##### MATERIAL SUPPLIED #####
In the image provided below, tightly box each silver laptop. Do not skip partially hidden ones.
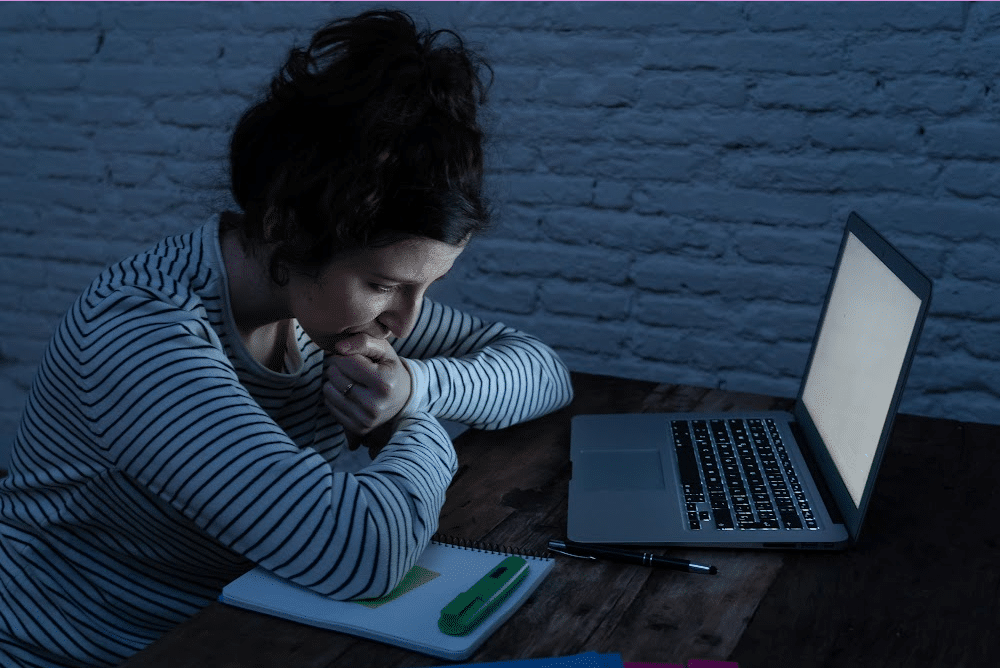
#####
##### MATERIAL SUPPLIED #####
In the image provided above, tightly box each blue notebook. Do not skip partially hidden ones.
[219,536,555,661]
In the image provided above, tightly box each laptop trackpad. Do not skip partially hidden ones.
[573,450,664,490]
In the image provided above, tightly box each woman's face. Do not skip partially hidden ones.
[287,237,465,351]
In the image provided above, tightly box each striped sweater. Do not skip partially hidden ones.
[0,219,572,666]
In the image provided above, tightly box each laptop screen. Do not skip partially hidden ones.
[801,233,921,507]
#####
*GIVEN REQUEST*
Retype the listing from the line that contains "In the image provided above, tightly box each striped" through the line that contains "[801,233,921,507]", both ends included, with no other lines.

*WRITTEN SOLUTION*
In the image provided above, tightly box each striped sweater. Do not skip partially hidden ones.
[0,219,572,666]
In the image provided above, tightly box each laptop screen. Do not skip partially hidden ones.
[801,233,921,507]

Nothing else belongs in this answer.